TASK LIST:
(A) What coordinates does the ellipse problem give for the foci S and S′?
(B) Please write out the stretch of the ellipse problem from "Suppose $S$ and" through "and $(-3,0)$ respectively.".

SOURCE EXTRACT:
○ ○ ○ ○ ○ ○ ○

Question

Suppose $S$ and $S\prime$ are foci of the ellipse $\frac{x^2}{25}+\frac{y^2}{16}=1.$ If $P$ is a variable point on the ellipse and if $\Delta$ is the area (in sq. units) of the triangle $PSS\prime$ , then the maximum value of $\Delta$ is double of

• A. Minimum value of $\frac{2a^8+2b^4}{a^4{b}^2}\forall a,b\in R$
• B. Minimum value of $\frac{3a^8+3b^4}{a^4{b}^2}$ $\forall a,b\in R$
• C. $\frac{4a^8+4b^4}{a^4{b}^2}$ $\forall a,b\in R$
• D. $\frac{6a^8+6b^4}{a^4{b}^2}$ $\forall a,b\in R$

Answer 1

Answer: (B)

Given , $a^2=25$ and $b^2=16$
$\therefore e=\sqrt{1-\frac{b^2}{a^2}}=\sqrt{1-\frac{16}{25}}=\frac{3}{5}$
So, the coordinates of foci $S$ and $S^{\prime }$ are $(3,0)$ and $(-3,0)$ respectively.
Let, $P\left(5cos\theta ,4sin\theta \right)$ be a variable point on the ellipse.

○ ○ ○ ○ ○ ○ ○

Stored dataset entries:
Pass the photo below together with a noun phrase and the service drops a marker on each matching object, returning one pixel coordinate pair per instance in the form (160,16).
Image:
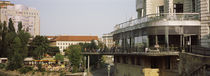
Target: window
(178,8)
(193,5)
(208,5)
(168,63)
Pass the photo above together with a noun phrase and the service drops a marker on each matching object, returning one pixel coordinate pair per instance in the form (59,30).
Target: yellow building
(19,13)
(63,42)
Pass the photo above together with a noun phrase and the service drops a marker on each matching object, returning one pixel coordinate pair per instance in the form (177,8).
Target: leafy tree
(38,47)
(75,56)
(59,57)
(15,59)
(17,46)
(4,42)
(52,51)
(11,26)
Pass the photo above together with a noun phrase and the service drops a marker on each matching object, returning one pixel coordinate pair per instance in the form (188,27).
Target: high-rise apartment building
(19,13)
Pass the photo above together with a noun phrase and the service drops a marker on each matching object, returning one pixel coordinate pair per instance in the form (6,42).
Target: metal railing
(158,16)
(135,50)
(197,49)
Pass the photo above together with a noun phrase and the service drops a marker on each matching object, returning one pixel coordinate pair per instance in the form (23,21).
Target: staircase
(203,70)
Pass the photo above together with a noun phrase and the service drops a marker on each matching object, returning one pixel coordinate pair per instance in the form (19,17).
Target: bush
(2,66)
(25,70)
(40,68)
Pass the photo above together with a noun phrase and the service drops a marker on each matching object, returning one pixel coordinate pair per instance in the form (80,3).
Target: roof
(73,38)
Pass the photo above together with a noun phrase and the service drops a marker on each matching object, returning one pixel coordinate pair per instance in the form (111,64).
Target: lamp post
(108,68)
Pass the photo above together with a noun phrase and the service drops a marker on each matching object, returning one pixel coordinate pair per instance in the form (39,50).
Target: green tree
(38,47)
(17,46)
(15,59)
(4,41)
(52,51)
(75,56)
(59,57)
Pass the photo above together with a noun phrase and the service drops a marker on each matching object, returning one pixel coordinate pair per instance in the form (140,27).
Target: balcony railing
(165,16)
(127,50)
(197,49)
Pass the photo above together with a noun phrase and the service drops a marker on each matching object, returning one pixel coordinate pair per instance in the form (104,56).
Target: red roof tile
(73,38)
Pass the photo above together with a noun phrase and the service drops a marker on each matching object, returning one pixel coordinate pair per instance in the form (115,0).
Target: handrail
(197,69)
(156,16)
(197,49)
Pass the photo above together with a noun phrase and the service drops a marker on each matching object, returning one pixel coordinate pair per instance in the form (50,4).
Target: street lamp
(108,68)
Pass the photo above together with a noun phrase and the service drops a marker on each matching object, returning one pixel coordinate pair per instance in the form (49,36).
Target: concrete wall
(144,68)
(151,6)
(188,6)
(205,22)
(190,62)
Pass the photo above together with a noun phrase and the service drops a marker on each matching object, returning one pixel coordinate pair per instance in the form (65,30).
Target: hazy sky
(81,17)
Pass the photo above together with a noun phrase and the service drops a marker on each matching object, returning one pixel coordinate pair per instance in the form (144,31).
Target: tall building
(151,44)
(63,42)
(19,13)
(107,39)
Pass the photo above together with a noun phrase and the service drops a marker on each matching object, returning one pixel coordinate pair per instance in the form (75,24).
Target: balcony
(171,51)
(163,18)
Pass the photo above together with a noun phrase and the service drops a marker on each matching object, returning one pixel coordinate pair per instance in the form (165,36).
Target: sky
(81,17)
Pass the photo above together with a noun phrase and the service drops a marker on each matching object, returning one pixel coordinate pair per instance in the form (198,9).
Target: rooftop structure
(63,42)
(19,13)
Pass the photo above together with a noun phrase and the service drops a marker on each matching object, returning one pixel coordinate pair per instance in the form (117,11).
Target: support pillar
(167,38)
(88,65)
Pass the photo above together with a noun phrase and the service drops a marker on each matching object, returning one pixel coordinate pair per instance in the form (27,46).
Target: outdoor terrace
(167,19)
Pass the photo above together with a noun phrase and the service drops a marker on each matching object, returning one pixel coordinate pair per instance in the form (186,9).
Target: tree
(15,59)
(59,57)
(38,47)
(17,46)
(4,42)
(52,51)
(75,56)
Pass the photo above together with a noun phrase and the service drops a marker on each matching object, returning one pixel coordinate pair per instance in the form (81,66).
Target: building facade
(150,44)
(63,42)
(107,39)
(19,13)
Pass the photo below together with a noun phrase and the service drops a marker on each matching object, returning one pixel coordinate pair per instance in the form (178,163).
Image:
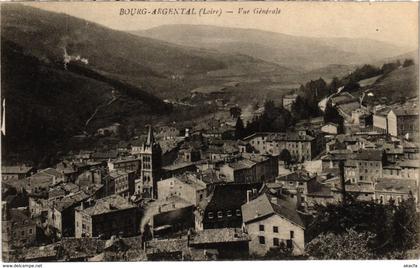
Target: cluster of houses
(202,197)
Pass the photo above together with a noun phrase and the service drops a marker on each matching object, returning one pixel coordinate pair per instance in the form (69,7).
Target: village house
(100,156)
(250,169)
(272,222)
(300,145)
(186,186)
(397,190)
(403,122)
(223,209)
(317,194)
(127,165)
(411,150)
(16,172)
(90,177)
(330,128)
(61,213)
(331,161)
(166,216)
(288,101)
(365,166)
(356,191)
(380,121)
(18,230)
(410,169)
(177,169)
(120,182)
(111,215)
(230,243)
(295,182)
(357,114)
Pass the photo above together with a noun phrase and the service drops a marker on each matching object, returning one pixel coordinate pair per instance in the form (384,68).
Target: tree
(239,129)
(405,225)
(285,156)
(235,112)
(350,245)
(408,62)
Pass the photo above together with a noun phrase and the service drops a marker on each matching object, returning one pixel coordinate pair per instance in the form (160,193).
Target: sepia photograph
(209,131)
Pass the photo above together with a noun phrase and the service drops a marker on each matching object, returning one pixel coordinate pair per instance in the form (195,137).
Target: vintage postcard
(198,131)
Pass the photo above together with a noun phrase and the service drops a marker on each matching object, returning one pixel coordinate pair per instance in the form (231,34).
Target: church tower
(151,163)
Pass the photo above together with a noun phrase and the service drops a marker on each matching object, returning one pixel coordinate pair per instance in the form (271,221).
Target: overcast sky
(395,23)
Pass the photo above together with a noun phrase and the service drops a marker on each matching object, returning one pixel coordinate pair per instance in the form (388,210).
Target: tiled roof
(166,245)
(34,253)
(70,200)
(178,165)
(295,176)
(15,169)
(369,155)
(52,171)
(224,235)
(192,179)
(396,185)
(21,218)
(230,196)
(406,112)
(356,188)
(108,204)
(410,163)
(319,189)
(77,248)
(262,207)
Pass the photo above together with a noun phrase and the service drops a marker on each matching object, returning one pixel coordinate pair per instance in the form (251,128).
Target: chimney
(274,200)
(342,181)
(248,195)
(5,212)
(188,237)
(92,173)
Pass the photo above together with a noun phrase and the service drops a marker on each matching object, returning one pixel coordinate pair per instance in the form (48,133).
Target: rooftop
(231,196)
(396,185)
(262,207)
(295,176)
(225,235)
(242,164)
(70,200)
(369,155)
(15,169)
(107,204)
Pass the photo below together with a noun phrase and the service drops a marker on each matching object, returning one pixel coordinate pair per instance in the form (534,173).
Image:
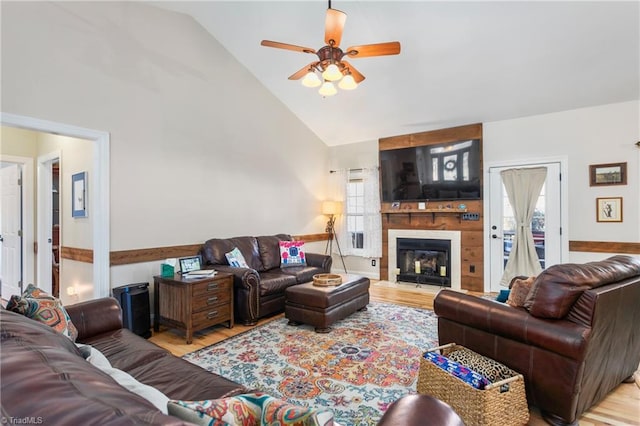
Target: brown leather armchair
(575,339)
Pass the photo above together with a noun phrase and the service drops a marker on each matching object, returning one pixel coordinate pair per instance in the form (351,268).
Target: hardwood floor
(620,407)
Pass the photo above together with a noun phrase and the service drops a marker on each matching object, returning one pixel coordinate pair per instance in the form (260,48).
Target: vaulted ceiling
(461,62)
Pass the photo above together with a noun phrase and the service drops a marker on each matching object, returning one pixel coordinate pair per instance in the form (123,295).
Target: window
(355,210)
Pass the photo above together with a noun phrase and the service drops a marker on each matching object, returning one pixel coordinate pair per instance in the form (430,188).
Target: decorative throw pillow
(503,296)
(292,253)
(236,259)
(519,292)
(487,367)
(249,409)
(45,309)
(36,293)
(458,370)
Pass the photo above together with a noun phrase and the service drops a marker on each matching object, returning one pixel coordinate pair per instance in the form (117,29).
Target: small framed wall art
(609,209)
(79,194)
(608,174)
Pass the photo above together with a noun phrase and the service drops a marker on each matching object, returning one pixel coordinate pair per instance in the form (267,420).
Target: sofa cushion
(236,259)
(275,282)
(519,291)
(20,329)
(151,394)
(292,253)
(558,287)
(42,307)
(249,409)
(269,247)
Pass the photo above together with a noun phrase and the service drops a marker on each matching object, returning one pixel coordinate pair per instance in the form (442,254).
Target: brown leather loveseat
(259,289)
(46,380)
(576,338)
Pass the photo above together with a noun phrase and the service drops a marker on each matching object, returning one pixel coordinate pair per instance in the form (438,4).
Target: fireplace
(424,261)
(437,253)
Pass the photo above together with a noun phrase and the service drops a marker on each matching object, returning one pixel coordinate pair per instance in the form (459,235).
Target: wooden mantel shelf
(433,212)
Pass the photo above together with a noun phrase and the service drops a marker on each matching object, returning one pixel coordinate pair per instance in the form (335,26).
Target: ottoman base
(322,306)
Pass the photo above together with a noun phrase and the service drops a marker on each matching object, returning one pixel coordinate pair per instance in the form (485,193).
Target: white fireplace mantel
(453,236)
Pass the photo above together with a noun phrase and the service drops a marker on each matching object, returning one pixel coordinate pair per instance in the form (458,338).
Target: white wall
(602,134)
(597,135)
(199,148)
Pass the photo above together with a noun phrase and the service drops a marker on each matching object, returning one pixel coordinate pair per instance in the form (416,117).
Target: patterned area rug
(366,362)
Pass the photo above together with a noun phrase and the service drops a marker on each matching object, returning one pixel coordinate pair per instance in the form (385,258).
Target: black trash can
(134,301)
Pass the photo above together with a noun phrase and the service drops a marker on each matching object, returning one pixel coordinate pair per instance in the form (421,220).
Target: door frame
(99,200)
(564,200)
(45,222)
(28,258)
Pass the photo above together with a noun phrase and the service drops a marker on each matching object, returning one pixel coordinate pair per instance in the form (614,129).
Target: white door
(546,224)
(11,263)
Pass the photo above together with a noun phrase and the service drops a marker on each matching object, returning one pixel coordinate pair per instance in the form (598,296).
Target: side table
(192,304)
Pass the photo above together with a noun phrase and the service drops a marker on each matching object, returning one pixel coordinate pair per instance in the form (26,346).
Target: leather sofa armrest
(246,292)
(95,317)
(559,336)
(320,261)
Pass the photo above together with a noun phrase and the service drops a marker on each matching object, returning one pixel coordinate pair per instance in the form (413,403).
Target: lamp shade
(331,207)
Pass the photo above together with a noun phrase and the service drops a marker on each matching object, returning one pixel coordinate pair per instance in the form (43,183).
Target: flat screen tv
(447,171)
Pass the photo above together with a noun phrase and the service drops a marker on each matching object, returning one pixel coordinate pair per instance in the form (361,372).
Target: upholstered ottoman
(322,306)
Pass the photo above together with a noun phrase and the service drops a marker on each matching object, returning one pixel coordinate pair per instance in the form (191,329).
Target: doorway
(98,203)
(547,224)
(12,262)
(48,222)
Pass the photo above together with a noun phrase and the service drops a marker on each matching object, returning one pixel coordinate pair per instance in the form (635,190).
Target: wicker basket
(500,403)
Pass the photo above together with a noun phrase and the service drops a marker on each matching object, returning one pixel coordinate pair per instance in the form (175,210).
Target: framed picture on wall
(608,174)
(79,194)
(609,209)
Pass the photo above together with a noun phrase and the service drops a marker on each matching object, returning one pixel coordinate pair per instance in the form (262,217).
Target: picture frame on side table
(79,195)
(609,209)
(608,174)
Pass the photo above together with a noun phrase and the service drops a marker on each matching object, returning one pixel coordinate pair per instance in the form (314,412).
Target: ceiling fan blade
(378,49)
(278,45)
(333,26)
(357,76)
(302,71)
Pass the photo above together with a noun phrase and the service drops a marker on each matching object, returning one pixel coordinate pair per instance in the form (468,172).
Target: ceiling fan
(330,64)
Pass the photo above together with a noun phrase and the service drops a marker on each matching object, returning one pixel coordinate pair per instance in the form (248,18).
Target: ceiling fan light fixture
(348,83)
(311,79)
(328,89)
(332,73)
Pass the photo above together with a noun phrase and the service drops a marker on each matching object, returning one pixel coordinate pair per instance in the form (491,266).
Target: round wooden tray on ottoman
(327,280)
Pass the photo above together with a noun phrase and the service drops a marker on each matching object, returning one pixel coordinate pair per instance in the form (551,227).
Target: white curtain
(340,183)
(523,188)
(372,221)
(372,225)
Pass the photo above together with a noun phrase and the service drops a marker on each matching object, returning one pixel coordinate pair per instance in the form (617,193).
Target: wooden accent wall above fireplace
(441,214)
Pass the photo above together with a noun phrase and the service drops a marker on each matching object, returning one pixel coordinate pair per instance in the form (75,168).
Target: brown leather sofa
(46,379)
(259,289)
(575,339)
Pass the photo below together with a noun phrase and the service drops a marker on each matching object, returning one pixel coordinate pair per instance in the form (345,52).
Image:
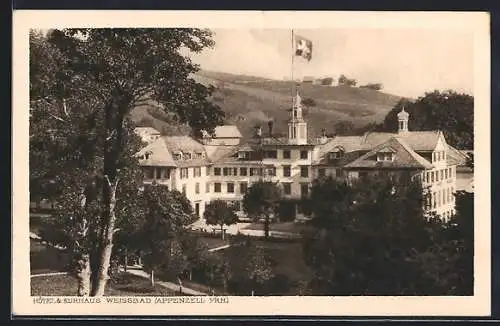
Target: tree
(261,201)
(344,81)
(374,86)
(166,215)
(326,81)
(309,102)
(218,212)
(344,127)
(370,240)
(83,84)
(449,111)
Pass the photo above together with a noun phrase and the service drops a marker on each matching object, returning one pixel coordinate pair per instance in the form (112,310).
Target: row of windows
(441,197)
(438,156)
(439,175)
(230,188)
(273,154)
(188,155)
(270,171)
(185,172)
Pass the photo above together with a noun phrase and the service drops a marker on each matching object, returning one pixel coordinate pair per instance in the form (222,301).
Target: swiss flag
(303,47)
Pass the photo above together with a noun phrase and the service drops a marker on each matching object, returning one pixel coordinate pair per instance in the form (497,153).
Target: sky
(407,62)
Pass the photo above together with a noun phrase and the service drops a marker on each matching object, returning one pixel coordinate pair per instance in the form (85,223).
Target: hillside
(250,100)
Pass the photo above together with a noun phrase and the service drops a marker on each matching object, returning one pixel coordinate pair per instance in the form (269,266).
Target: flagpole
(293,56)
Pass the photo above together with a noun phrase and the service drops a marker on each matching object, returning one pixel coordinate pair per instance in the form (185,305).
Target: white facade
(295,161)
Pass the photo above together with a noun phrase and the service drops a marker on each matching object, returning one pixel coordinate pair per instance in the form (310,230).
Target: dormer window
(242,155)
(385,155)
(336,153)
(177,156)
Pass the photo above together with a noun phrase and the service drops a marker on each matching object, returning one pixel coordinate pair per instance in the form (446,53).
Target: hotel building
(224,167)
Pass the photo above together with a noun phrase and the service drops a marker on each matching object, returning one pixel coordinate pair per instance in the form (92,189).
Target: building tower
(297,127)
(403,118)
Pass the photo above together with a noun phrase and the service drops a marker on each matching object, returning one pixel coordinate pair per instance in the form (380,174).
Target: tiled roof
(227,131)
(349,144)
(404,157)
(183,144)
(146,130)
(161,150)
(417,140)
(159,155)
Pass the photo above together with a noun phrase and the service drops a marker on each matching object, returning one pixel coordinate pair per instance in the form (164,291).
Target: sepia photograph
(209,164)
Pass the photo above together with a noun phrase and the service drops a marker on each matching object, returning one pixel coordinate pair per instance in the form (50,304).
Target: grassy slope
(249,100)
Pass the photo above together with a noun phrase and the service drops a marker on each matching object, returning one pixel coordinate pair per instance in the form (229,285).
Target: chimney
(324,138)
(258,131)
(270,124)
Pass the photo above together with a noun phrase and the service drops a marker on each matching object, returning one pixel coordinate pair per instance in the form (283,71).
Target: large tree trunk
(83,275)
(107,243)
(266,226)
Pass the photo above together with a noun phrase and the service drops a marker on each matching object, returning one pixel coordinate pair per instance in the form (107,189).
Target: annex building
(224,166)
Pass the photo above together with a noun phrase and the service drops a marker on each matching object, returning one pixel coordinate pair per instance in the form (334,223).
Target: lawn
(287,258)
(66,285)
(290,227)
(46,259)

○ ○ ○ ○ ○ ○ ○

RESULTS IN ORDER:
(A) (3, 0) and (−3, 0).

(B)
Suppose $S$ and $S\prime$ are foci of the ellipse $\frac{x^2}{25}+\frac{y^2}{16}=1.$ If $P$ is a variable point on the ellipse and if $\Delta$ is the area (in sq. units) of the triangle $PSS\prime$ , then the maximum value of $\Delta$ is double of

• A. Minimum value of $\frac{2a^8+2b^4}{a^4{b}^2}\forall a,b\in R$
• B. Minimum value of $\frac{3a^8+3b^4}{a^4{b}^2}$ $\forall a,b\in R$
• C. $\frac{4a^8+4b^4}{a^4{b}^2}$ $\forall a,b\in R$
• D. $\frac{6a^8+6b^4}{a^4{b}^2}$ $\forall a,b\in R$

Answer 1

Answer: (B)

Given , $a^2=25$ and $b^2=16$
$\therefore e=\sqrt{1-\frac{b^2}{a^2}}=\sqrt{1-\frac{16}{25}}=\frac{3}{5}$
So, the coordinates of foci $S$ and $S^{\prime }$ are $(3,0)$ and $(-3,0)$ respectively.